— BEGIN —
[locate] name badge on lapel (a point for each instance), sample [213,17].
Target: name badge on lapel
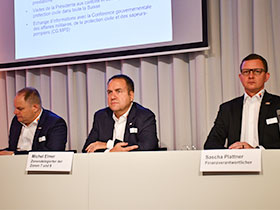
[133,130]
[271,121]
[42,138]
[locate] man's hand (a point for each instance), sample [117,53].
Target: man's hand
[4,152]
[96,146]
[122,147]
[240,145]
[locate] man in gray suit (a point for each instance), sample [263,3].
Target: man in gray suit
[249,121]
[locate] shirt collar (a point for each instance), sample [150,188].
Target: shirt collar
[35,122]
[124,116]
[258,96]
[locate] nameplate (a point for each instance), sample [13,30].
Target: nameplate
[49,162]
[231,160]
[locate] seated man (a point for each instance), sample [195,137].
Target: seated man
[124,125]
[249,121]
[34,128]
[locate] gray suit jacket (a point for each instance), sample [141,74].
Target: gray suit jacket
[228,124]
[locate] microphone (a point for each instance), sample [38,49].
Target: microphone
[278,117]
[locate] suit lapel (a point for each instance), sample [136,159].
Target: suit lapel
[129,122]
[265,105]
[237,116]
[38,131]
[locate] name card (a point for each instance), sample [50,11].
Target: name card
[49,161]
[231,160]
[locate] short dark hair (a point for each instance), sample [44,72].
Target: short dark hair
[254,56]
[31,95]
[129,82]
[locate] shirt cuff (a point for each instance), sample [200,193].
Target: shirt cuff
[110,144]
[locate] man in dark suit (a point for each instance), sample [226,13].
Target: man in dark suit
[249,121]
[34,128]
[124,125]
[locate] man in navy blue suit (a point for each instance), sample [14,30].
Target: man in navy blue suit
[34,128]
[124,125]
[249,121]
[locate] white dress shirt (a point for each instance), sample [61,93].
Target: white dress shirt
[27,135]
[250,118]
[119,129]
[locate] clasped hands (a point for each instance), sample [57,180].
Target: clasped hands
[240,145]
[119,147]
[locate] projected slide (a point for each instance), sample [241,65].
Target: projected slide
[51,27]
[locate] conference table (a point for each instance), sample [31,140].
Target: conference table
[139,180]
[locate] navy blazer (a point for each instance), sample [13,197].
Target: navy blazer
[50,125]
[141,120]
[228,124]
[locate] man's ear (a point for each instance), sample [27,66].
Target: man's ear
[131,94]
[35,107]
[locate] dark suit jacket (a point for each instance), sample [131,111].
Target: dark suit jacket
[50,125]
[228,124]
[139,117]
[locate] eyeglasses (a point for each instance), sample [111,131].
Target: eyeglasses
[256,71]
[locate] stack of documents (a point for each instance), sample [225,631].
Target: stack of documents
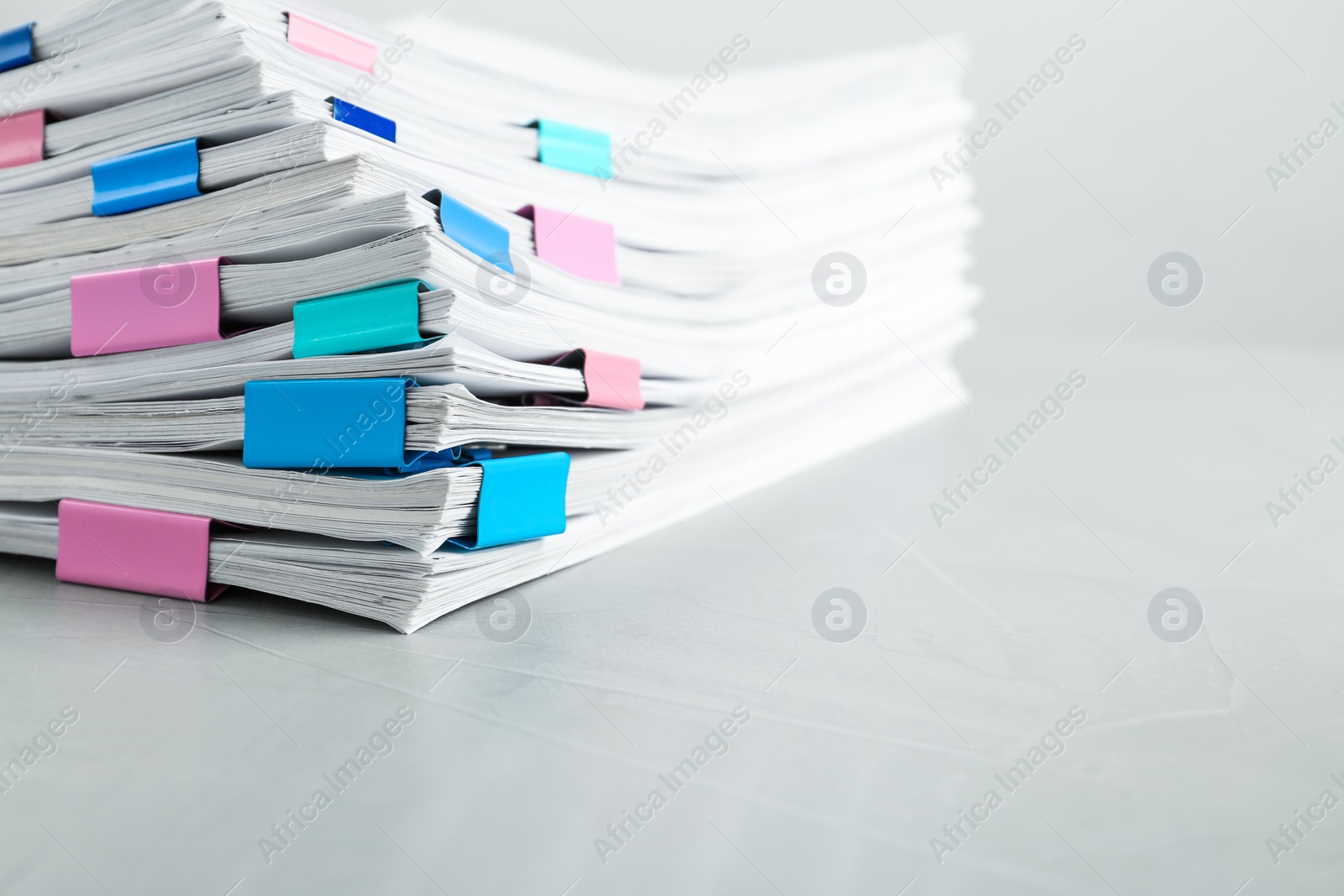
[394,320]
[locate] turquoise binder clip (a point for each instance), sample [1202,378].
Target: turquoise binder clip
[363,118]
[15,47]
[322,425]
[360,322]
[522,499]
[147,177]
[559,145]
[472,230]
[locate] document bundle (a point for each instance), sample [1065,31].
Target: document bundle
[391,320]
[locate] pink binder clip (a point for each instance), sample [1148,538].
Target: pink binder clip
[20,139]
[134,550]
[582,246]
[124,311]
[329,43]
[611,380]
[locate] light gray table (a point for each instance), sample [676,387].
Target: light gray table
[980,637]
[981,634]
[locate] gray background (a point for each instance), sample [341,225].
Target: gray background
[984,633]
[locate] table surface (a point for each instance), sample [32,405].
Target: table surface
[1027,609]
[1028,606]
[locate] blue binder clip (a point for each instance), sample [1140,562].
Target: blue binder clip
[322,425]
[363,118]
[147,177]
[472,230]
[15,47]
[522,499]
[559,145]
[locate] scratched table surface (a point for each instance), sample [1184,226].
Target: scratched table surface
[994,708]
[1106,661]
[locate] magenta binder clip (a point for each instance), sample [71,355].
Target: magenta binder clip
[134,550]
[582,246]
[124,311]
[611,380]
[328,43]
[22,139]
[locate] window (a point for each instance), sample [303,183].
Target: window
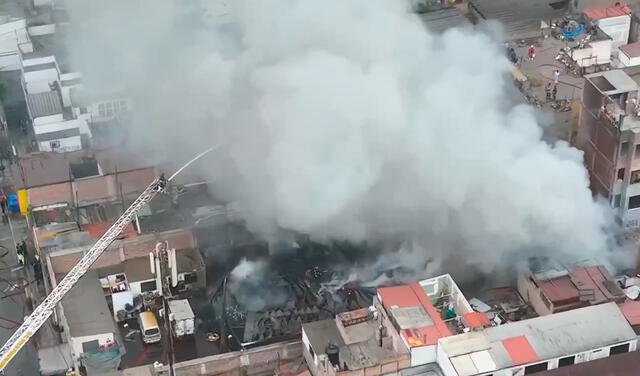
[90,345]
[535,368]
[148,286]
[624,148]
[620,349]
[634,202]
[190,278]
[563,362]
[545,300]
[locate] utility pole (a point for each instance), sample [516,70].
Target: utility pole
[163,265]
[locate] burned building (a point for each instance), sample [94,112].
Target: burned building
[608,135]
[550,287]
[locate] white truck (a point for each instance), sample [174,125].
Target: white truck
[182,317]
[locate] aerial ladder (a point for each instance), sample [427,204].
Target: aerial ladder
[38,317]
[42,312]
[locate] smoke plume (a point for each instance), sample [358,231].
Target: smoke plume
[346,120]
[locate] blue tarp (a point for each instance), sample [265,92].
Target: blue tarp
[573,32]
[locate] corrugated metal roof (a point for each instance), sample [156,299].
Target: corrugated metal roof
[44,104]
[86,310]
[441,20]
[546,337]
[520,351]
[483,361]
[320,333]
[476,319]
[631,49]
[521,18]
[626,364]
[569,332]
[413,295]
[614,11]
[97,229]
[631,311]
[56,135]
[593,282]
[560,290]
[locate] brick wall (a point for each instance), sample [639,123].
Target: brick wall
[261,360]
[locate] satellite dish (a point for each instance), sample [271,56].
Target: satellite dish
[632,292]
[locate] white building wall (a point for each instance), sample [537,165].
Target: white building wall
[617,28]
[49,127]
[596,53]
[12,34]
[42,29]
[42,120]
[444,363]
[136,286]
[423,355]
[61,145]
[76,342]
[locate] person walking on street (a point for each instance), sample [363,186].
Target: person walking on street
[3,203]
[531,52]
[556,76]
[547,91]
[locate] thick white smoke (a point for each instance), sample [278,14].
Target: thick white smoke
[348,120]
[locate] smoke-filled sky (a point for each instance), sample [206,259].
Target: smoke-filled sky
[346,119]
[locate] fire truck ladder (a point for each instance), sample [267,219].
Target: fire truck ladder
[38,317]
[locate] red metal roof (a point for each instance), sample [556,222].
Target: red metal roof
[600,13]
[476,319]
[97,229]
[412,296]
[631,49]
[401,296]
[566,289]
[631,311]
[560,290]
[520,350]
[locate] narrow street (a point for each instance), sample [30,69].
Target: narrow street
[13,305]
[13,302]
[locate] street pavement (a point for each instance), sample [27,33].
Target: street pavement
[13,304]
[539,72]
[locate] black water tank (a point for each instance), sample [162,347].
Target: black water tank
— END —
> Set exercise:
Turn all of the data above into a JSON list of strings, one string per line, with blank lines skipped and the pictures left out.

> Response to the exercise:
[
  "[locate] name badge on lapel (a point for each instance), sample [213,17].",
  "Target: name badge on lapel",
  "[133,130]",
  "[271,121]",
  "[42,138]",
  "[locate] man's hand (a point for each instance), sample [117,53].",
  "Target: man's hand",
  "[4,152]",
  "[96,146]",
  "[122,147]",
  "[240,145]",
  "[locate] man in gray suit (a point for each instance), sample [263,3].",
  "Target: man in gray suit",
  "[249,121]",
  "[locate] shirt collar (a point for each instance), sample [150,188].",
  "Target: shirt collar",
  "[35,122]",
  "[124,116]",
  "[258,96]",
  "[locate] nameplate (a point for each instance), sample [13,30].",
  "Target: nameplate",
  "[49,162]",
  "[231,160]",
  "[locate] seated man (a point for each instance), sample [195,137].",
  "Target: seated man",
  "[124,125]",
  "[249,121]",
  "[34,128]",
  "[locate] gray suit jacket (a point for each instance), sample [141,74].",
  "Target: gray suit jacket",
  "[228,124]",
  "[locate] microphone (a point for each instance), sample [38,49].",
  "Target: microphone",
  "[278,117]",
  "[locate] suit lapel (a point for each instance), sample [136,159].",
  "Target: suit lapel",
  "[129,122]",
  "[265,105]",
  "[237,116]",
  "[38,131]",
  "[locate] name card (a point for each instance), sample [50,11].",
  "Target: name card",
  "[49,161]",
  "[231,160]",
  "[locate] short dark hair (a point for each instance), sample [44,72].",
  "Target: short dark hair",
  "[254,56]",
  "[31,95]",
  "[129,82]",
  "[locate] shirt cuff (a point for each instance), sample [200,193].",
  "Target: shirt cuff",
  "[110,144]",
  "[locate] man in dark suit (a point for each instance), sample [226,13].",
  "Target: man in dark suit",
  "[249,121]",
  "[34,128]",
  "[124,125]",
  "[locate] man in navy blue suit (a point for each instance), sample [14,30].",
  "Target: man in navy blue suit",
  "[34,128]",
  "[124,125]",
  "[249,121]",
  "[locate] white dress shirt (a point for each instance), sample [61,93].",
  "Target: white dress shirt",
  "[27,135]",
  "[250,118]",
  "[119,129]",
  "[locate] clasped hands (a point for each instance), sample [57,180].",
  "Target: clasped hands",
  "[240,145]",
  "[119,147]",
  "[locate] projected slide (a point for each instance), sample [241,65].",
  "Target: projected slide",
  "[51,27]",
  "[locate] conference table (a point for each instance), sample [31,140].",
  "Target: conference table",
  "[139,180]",
  "[locate] navy blazer (a point for each instance), sample [13,197].",
  "Target: navy blazer",
  "[50,125]",
  "[141,120]",
  "[228,124]",
  "[locate] man's ear (a point for each instance), sample [27,66].",
  "Target: man's ear",
  "[131,94]",
  "[35,107]",
  "[locate] dark suit jacket (a point for each instance), sample [131,111].",
  "Target: dark suit jacket",
  "[50,125]",
  "[228,124]",
  "[139,117]",
  "[locate] eyeglasses (a point for each instance), sample [111,131].",
  "Target: eyeglasses",
  "[256,71]",
  "[locate] stack of documents (a point for each instance), sample [225,631].",
  "Target: stack of documents",
  "[394,320]",
  "[locate] turquoise binder clip (a point for each instance), sample [1202,378].",
  "Target: turquoise binder clip",
  "[363,118]",
  "[15,47]",
  "[322,425]",
  "[360,322]",
  "[522,499]",
  "[147,177]",
  "[559,145]",
  "[472,230]",
  "[locate] document bundle (a point for each instance), sample [1065,31].",
  "Target: document bundle",
  "[391,320]",
  "[locate] pink binder clip (a point for each instance), sample [1148,538].",
  "Target: pink binder clip",
  "[20,139]",
  "[134,550]",
  "[582,246]",
  "[124,311]",
  "[329,43]",
  "[611,380]",
  "[locate] light gray table (a point for each instance), sample [676,387].",
  "Target: light gray table",
  "[980,637]",
  "[981,634]",
  "[locate] gray background (a point for each instance), sample [341,225].",
  "Target: gray background",
  "[984,633]",
  "[locate] table surface (a point for each instance), sample [32,405].",
  "Target: table surface",
  "[1027,609]",
  "[1028,606]",
  "[locate] blue binder clip (a point for each instance), sample [1140,562].",
  "Target: blue binder clip",
  "[322,425]",
  "[363,118]",
  "[147,177]",
  "[472,230]",
  "[15,47]",
  "[522,499]",
  "[559,145]",
  "[locate] scratched table surface (a point for each instance), sample [1184,226].",
  "Target: scratched table surface",
  "[994,708]",
  "[1106,661]",
  "[locate] magenta binder clip (a point for each instance), sample [71,355].",
  "Target: magenta binder clip",
  "[134,550]",
  "[582,246]",
  "[124,311]",
  "[611,380]",
  "[328,43]",
  "[22,139]",
  "[locate] window (a point for each instance), sample [303,183].",
  "Target: window",
  "[90,345]",
  "[535,368]",
  "[148,286]",
  "[624,148]",
  "[620,349]",
  "[634,202]",
  "[190,278]",
  "[563,362]",
  "[545,300]",
  "[locate] utility pole (a point for each instance), sample [516,70].",
  "Target: utility pole",
  "[163,265]",
  "[locate] burned building (a point for each instance), sample [94,112].",
  "Target: burned building",
  "[608,135]",
  "[550,287]",
  "[locate] white truck (a point for each instance), sample [174,125].",
  "Target: white truck",
  "[182,317]",
  "[locate] aerial ladder (a point for each instance), sample [427,204].",
  "Target: aerial ladder",
  "[38,317]",
  "[42,312]",
  "[locate] smoke plume (a point for each instance), sample [358,231].",
  "Target: smoke plume",
  "[346,120]",
  "[locate] blue tarp (a point for each instance), sample [265,92].",
  "Target: blue tarp",
  "[573,32]",
  "[locate] corrugated metal roof (a point for each instance), sample [156,299].",
  "Target: corrugated metal roof",
  "[44,104]",
  "[86,310]",
  "[441,20]",
  "[546,337]",
  "[520,351]",
  "[483,361]",
  "[320,333]",
  "[476,319]",
  "[631,49]",
  "[521,18]",
  "[626,364]",
  "[569,332]",
  "[413,295]",
  "[614,11]",
  "[97,229]",
  "[631,311]",
  "[56,135]",
  "[593,282]",
  "[560,290]",
  "[locate] brick wall (a point for each instance), sample [639,123].",
  "Target: brick wall",
  "[261,360]",
  "[locate] satellite dish (a point for each instance), sample [271,56].",
  "Target: satellite dish",
  "[632,292]",
  "[locate] white building wall (a point for each instance), sample [537,165].",
  "Target: white building wall",
  "[617,28]",
  "[49,127]",
  "[596,53]",
  "[12,34]",
  "[42,29]",
  "[42,120]",
  "[444,363]",
  "[136,286]",
  "[423,355]",
  "[61,145]",
  "[76,342]",
  "[locate] person walking on street (a point for each instance), sample [363,186].",
  "Target: person walking on street",
  "[3,203]",
  "[531,52]",
  "[556,76]",
  "[547,91]",
  "[locate] thick white smoke (a point for each instance), sample [278,14].",
  "Target: thick white smoke",
  "[348,120]",
  "[locate] smoke-filled sky (a point for each instance), sample [206,259].",
  "Target: smoke-filled sky",
  "[346,119]",
  "[locate] fire truck ladder (a point for each instance), sample [267,219].",
  "Target: fire truck ladder",
  "[38,317]",
  "[locate] red metal roof (a point for each instance), sample [556,222].",
  "Target: red metal roof",
  "[600,13]",
  "[476,319]",
  "[97,229]",
  "[412,296]",
  "[631,49]",
  "[401,296]",
  "[566,289]",
  "[631,311]",
  "[560,290]",
  "[520,350]",
  "[locate] narrow street (a point for each instance), sample [30,69].",
  "Target: narrow street",
  "[13,305]",
  "[13,302]",
  "[locate] street pavement (a point for each instance), sample [27,33].",
  "Target: street pavement",
  "[13,304]",
  "[539,72]",
  "[locate] black water tank (a point for each instance), sample [162,347].",
  "Target: black water tank"
]